Dataset entries
--------
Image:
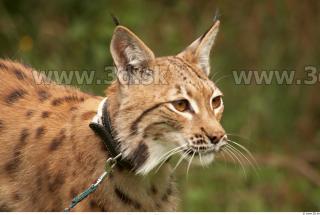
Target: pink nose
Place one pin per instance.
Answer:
(215, 138)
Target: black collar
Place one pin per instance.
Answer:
(101, 125)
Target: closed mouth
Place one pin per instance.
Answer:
(192, 151)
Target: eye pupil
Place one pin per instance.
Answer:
(181, 105)
(216, 102)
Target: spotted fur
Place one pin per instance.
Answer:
(49, 154)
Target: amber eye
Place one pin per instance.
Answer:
(216, 102)
(181, 105)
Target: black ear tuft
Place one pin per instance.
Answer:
(217, 15)
(115, 19)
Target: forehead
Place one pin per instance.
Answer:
(184, 76)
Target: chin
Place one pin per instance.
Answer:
(204, 160)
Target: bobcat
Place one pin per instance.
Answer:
(49, 154)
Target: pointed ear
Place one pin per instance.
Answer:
(199, 51)
(128, 51)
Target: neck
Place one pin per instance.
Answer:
(117, 193)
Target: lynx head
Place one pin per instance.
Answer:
(165, 105)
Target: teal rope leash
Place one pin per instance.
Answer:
(110, 164)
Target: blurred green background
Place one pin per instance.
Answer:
(279, 124)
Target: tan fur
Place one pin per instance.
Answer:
(49, 154)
--------
In the entries above, find each line containing the string "black" and copy it.

▶ [ANSWER SECTION]
Target: black collar
Target: black ear tuft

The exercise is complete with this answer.